TASK OBJECTIVE:
In full and word for word, restate the lines of the listing.
=== Begin Enclosure ===
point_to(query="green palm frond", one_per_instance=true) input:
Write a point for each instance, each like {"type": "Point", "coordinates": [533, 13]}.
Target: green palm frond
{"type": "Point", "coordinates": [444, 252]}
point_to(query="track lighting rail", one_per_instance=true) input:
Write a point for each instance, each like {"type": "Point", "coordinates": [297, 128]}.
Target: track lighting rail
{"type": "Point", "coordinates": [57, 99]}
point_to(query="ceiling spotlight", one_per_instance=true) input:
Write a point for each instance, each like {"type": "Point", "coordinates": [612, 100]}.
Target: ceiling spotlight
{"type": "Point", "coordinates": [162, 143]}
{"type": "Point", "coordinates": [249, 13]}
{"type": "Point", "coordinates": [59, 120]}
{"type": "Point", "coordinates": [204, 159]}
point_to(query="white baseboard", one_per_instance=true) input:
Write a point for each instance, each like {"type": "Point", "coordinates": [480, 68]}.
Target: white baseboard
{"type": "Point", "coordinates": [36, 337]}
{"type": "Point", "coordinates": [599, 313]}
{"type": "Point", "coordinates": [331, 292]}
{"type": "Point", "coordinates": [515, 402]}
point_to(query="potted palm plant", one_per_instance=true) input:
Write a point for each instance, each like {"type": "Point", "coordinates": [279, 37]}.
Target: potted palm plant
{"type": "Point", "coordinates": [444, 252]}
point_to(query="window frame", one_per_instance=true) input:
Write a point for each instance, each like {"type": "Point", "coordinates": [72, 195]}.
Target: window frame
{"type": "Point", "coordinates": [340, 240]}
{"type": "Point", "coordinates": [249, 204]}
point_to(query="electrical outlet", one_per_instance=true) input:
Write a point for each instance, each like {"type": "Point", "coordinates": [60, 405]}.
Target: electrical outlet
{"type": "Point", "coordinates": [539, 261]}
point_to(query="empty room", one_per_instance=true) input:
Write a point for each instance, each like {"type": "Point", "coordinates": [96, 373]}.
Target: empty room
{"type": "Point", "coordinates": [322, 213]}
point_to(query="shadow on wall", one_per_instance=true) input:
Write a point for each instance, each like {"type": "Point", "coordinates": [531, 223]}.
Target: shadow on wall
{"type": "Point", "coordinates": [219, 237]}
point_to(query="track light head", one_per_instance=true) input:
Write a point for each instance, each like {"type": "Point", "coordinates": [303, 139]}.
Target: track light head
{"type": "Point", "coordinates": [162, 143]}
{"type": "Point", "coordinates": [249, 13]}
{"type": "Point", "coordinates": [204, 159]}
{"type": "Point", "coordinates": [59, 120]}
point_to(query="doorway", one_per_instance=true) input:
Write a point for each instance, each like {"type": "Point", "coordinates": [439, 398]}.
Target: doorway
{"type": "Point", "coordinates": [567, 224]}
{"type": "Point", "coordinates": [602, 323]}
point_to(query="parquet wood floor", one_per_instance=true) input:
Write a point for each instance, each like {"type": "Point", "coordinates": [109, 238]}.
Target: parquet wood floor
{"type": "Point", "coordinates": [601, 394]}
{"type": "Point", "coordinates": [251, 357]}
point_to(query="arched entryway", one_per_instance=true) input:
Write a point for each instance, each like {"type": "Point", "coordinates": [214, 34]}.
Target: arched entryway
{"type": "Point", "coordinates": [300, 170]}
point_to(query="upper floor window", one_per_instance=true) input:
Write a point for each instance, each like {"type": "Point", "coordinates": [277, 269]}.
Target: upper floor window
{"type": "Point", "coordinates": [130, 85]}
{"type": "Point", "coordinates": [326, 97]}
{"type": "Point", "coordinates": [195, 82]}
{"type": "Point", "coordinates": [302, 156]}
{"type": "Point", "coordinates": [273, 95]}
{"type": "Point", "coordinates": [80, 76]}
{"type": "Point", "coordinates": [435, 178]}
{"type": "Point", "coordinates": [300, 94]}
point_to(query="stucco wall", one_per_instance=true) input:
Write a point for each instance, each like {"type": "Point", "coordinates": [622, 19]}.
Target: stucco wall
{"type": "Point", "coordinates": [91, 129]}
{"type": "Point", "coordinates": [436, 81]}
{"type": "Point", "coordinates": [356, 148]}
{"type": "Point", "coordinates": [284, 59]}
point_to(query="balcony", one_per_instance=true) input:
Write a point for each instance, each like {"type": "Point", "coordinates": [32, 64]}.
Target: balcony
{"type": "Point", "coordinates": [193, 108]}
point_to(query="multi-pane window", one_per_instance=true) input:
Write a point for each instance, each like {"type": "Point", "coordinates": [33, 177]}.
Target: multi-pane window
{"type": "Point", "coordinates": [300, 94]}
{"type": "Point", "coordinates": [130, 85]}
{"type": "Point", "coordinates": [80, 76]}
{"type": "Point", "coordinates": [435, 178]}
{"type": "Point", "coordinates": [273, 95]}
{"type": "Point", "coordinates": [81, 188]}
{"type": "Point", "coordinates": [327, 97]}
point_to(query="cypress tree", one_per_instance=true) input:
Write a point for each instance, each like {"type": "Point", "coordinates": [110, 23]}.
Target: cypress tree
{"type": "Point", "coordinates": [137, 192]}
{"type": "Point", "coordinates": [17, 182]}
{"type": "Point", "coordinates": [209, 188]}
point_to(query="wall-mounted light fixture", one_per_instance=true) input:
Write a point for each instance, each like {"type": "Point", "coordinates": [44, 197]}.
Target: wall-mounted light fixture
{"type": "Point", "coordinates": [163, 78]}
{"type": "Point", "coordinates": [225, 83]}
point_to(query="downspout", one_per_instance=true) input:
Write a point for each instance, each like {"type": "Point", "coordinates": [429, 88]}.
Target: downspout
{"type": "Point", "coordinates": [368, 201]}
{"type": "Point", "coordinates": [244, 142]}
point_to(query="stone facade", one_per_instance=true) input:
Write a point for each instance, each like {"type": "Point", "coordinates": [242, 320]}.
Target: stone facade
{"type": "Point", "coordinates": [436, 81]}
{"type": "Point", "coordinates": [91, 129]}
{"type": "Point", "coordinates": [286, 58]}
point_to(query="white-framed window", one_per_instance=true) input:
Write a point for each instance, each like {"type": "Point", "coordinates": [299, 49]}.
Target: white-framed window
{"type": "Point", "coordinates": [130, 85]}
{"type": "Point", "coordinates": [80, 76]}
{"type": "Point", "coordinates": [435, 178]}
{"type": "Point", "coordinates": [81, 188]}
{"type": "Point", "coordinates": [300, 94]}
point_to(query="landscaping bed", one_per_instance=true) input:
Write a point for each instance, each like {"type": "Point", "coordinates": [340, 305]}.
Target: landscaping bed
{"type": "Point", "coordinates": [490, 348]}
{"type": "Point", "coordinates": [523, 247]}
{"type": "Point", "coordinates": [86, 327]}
=== End Enclosure ===
TASK SOLUTION:
point_to(query="green palm frond", one_per_instance=true) input:
Write a point for each instance, each like {"type": "Point", "coordinates": [533, 13]}.
Target: green palm frond
{"type": "Point", "coordinates": [444, 252]}
point_to(query="track lighting rail", one_per_instance=true) input:
Write a point for each instance, each like {"type": "Point", "coordinates": [297, 128]}.
Target: track lighting rail
{"type": "Point", "coordinates": [57, 99]}
point_to(query="ceiling spotlight", one_per_instance=true) input:
Write a point for each instance, each like {"type": "Point", "coordinates": [612, 100]}.
Target: ceiling spotlight
{"type": "Point", "coordinates": [162, 143]}
{"type": "Point", "coordinates": [249, 13]}
{"type": "Point", "coordinates": [59, 120]}
{"type": "Point", "coordinates": [204, 159]}
point_to(query="white baseboard", one_per_instance=true) input:
Write a point for each instance, each like {"type": "Point", "coordinates": [480, 68]}.
Target: white baseboard
{"type": "Point", "coordinates": [36, 337]}
{"type": "Point", "coordinates": [599, 313]}
{"type": "Point", "coordinates": [331, 292]}
{"type": "Point", "coordinates": [515, 402]}
point_to(query="potted palm plant", one_per_instance=true) input:
Write a point for each instance, each like {"type": "Point", "coordinates": [279, 37]}.
Target: potted palm plant
{"type": "Point", "coordinates": [444, 252]}
point_to(query="window frame", one_per_instance=true) input:
Write a point for each instance, each like {"type": "Point", "coordinates": [72, 195]}.
Target: window frame
{"type": "Point", "coordinates": [340, 240]}
{"type": "Point", "coordinates": [249, 204]}
point_to(query="electrical outlet", one_per_instance=true) input:
Write a point for each instance, each like {"type": "Point", "coordinates": [60, 405]}.
Target: electrical outlet
{"type": "Point", "coordinates": [539, 261]}
point_to(query="empty room", one_per_instance=true) input:
Write a point for each instance, each like {"type": "Point", "coordinates": [96, 373]}.
Target: empty room
{"type": "Point", "coordinates": [322, 213]}
point_to(query="shadow on wall", one_per_instance=true) input:
Write a point for each instance, each like {"type": "Point", "coordinates": [531, 223]}.
Target: shadow on wall
{"type": "Point", "coordinates": [219, 237]}
point_to(query="track light head", one_per_instance=true) input:
Write a point for each instance, each like {"type": "Point", "coordinates": [303, 139]}.
Target: track light head
{"type": "Point", "coordinates": [162, 143]}
{"type": "Point", "coordinates": [249, 13]}
{"type": "Point", "coordinates": [204, 159]}
{"type": "Point", "coordinates": [59, 120]}
point_to(query="doorway", one_per_instance=true) input:
Write a point for each instance, each like {"type": "Point", "coordinates": [439, 398]}.
Target: doorway
{"type": "Point", "coordinates": [567, 224]}
{"type": "Point", "coordinates": [602, 323]}
point_to(query="parquet wood floor", one_per_instance=true) input:
Write a point for each instance, each like {"type": "Point", "coordinates": [109, 238]}.
Target: parquet wood floor
{"type": "Point", "coordinates": [601, 394]}
{"type": "Point", "coordinates": [251, 357]}
point_to(query="arched entryway", one_per_instance=true) input:
Write a point for each instance, each like {"type": "Point", "coordinates": [214, 34]}.
Target: arched entryway
{"type": "Point", "coordinates": [300, 170]}
point_to(query="upper floor window", one_per_instance=true) input:
Write a point for each instance, each like {"type": "Point", "coordinates": [277, 269]}.
Target: upper floor window
{"type": "Point", "coordinates": [130, 85]}
{"type": "Point", "coordinates": [326, 97]}
{"type": "Point", "coordinates": [195, 82]}
{"type": "Point", "coordinates": [302, 156]}
{"type": "Point", "coordinates": [273, 95]}
{"type": "Point", "coordinates": [80, 76]}
{"type": "Point", "coordinates": [435, 178]}
{"type": "Point", "coordinates": [300, 94]}
point_to(query="stucco wall", one_per_instance=true) input:
Write a point for each instance, each like {"type": "Point", "coordinates": [622, 19]}.
Target: stucco wall
{"type": "Point", "coordinates": [91, 129]}
{"type": "Point", "coordinates": [436, 81]}
{"type": "Point", "coordinates": [356, 148]}
{"type": "Point", "coordinates": [284, 59]}
point_to(query="balcony", one_per_instance=true) input:
Write a point for each instance, each like {"type": "Point", "coordinates": [32, 64]}.
Target: balcony
{"type": "Point", "coordinates": [193, 108]}
point_to(query="multi-pane window", one_per_instance=true) input:
Write a point for each instance, each like {"type": "Point", "coordinates": [33, 177]}.
Target: multi-pane window
{"type": "Point", "coordinates": [300, 94]}
{"type": "Point", "coordinates": [130, 85]}
{"type": "Point", "coordinates": [80, 76]}
{"type": "Point", "coordinates": [435, 178]}
{"type": "Point", "coordinates": [273, 95]}
{"type": "Point", "coordinates": [81, 188]}
{"type": "Point", "coordinates": [327, 97]}
point_to(query="cypress tree", one_per_instance=true) input:
Write a point for each instance, each like {"type": "Point", "coordinates": [110, 23]}.
Target: cypress tree
{"type": "Point", "coordinates": [137, 192]}
{"type": "Point", "coordinates": [17, 182]}
{"type": "Point", "coordinates": [209, 188]}
point_to(query="wall-mounted light fixture", one_per_instance=true) input:
Write a point for each instance, each like {"type": "Point", "coordinates": [44, 197]}.
Target: wall-mounted light fixture
{"type": "Point", "coordinates": [163, 78]}
{"type": "Point", "coordinates": [225, 83]}
point_to(query="downspout", one_per_instance=true) input:
Write a point for each instance, each like {"type": "Point", "coordinates": [429, 88]}.
Target: downspout
{"type": "Point", "coordinates": [368, 201]}
{"type": "Point", "coordinates": [244, 142]}
point_to(query="stone facade", one_per_instance=true) input:
Write a point for each instance, each like {"type": "Point", "coordinates": [242, 320]}.
Target: stone facade
{"type": "Point", "coordinates": [436, 81]}
{"type": "Point", "coordinates": [91, 129]}
{"type": "Point", "coordinates": [286, 58]}
point_to(query="white-framed window", one_per_instance=true) input:
Write a point for each instance, each like {"type": "Point", "coordinates": [299, 49]}.
Target: white-framed window
{"type": "Point", "coordinates": [130, 85]}
{"type": "Point", "coordinates": [80, 76]}
{"type": "Point", "coordinates": [435, 178]}
{"type": "Point", "coordinates": [81, 188]}
{"type": "Point", "coordinates": [300, 94]}
point_to(query="landscaping bed", one_per_instance=true) input:
Write a point for each instance, each like {"type": "Point", "coordinates": [340, 305]}.
Target: landscaping bed
{"type": "Point", "coordinates": [490, 348]}
{"type": "Point", "coordinates": [523, 247]}
{"type": "Point", "coordinates": [86, 327]}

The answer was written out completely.